# Text block start
It also turned out to be a bigger problem than expected that the operator of the mobile robot wearing the HMD device has no visual feedback from his surroundings, which can be even dangerous to him; and he is tied to the control computer with a cable (Oculus Rift is not wireless). It is much better when the operator is sitting (which can be problematic sometimes in field conditions), as this prevents him from moving around, pulling the cables, colliding with some objects around him or even falling somewhere.

2 Augmented Reality

In contrast with Virtual Reality (VR) [16], which puts the user into a completely virtual world (hiding the real world around him), Augmented Reality (AR) allows the user to see the real world around him and puts some virtual objects into it (or modifies existing objects) [17]. The first functional AR systems were developed for military (air force) use; semi-transparent head-up displays (HUDs) have been used in aeroplane cockpits for many years.
# Text block end
# Data listing start
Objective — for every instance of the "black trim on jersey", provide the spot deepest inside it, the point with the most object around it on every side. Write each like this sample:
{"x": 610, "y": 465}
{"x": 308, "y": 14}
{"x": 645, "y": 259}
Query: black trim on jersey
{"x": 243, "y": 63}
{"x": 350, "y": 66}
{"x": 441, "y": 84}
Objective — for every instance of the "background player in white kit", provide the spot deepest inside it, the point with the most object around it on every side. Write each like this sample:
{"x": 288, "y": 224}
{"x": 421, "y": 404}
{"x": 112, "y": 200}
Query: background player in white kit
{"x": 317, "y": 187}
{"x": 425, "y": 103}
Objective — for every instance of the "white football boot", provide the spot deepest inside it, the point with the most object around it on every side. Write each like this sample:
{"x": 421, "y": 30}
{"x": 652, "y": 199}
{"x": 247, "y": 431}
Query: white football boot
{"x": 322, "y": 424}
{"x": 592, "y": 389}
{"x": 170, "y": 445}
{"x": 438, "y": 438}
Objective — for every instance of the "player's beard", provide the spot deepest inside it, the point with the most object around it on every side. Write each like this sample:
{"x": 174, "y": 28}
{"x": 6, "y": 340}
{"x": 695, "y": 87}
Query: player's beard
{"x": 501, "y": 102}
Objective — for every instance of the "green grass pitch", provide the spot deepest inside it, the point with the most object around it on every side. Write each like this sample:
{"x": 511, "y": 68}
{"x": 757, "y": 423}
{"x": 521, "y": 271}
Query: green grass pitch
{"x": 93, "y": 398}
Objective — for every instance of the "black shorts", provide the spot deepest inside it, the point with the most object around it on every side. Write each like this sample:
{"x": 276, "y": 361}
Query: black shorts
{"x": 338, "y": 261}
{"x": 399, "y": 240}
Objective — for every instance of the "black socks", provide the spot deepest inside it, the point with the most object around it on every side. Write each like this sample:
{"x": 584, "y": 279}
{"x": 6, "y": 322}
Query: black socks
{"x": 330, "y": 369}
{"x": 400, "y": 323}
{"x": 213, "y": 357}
# Data listing end
Reproduce verbatim the portion of the augmented reality text above, starting at "It also turned" and running up to and including "even falling somewhere.".

It also turned out to be a bigger problem than expected that the operator of the mobile robot wearing the HMD device has no visual feedback from his surroundings, which can be even dangerous to him; and he is tied to the control computer with a cable (Oculus Rift is not wireless). It is much better when the operator is sitting (which can be problematic sometimes in field conditions), as this prevents him from moving around, pulling the cables, colliding with some objects around him or even falling somewhere.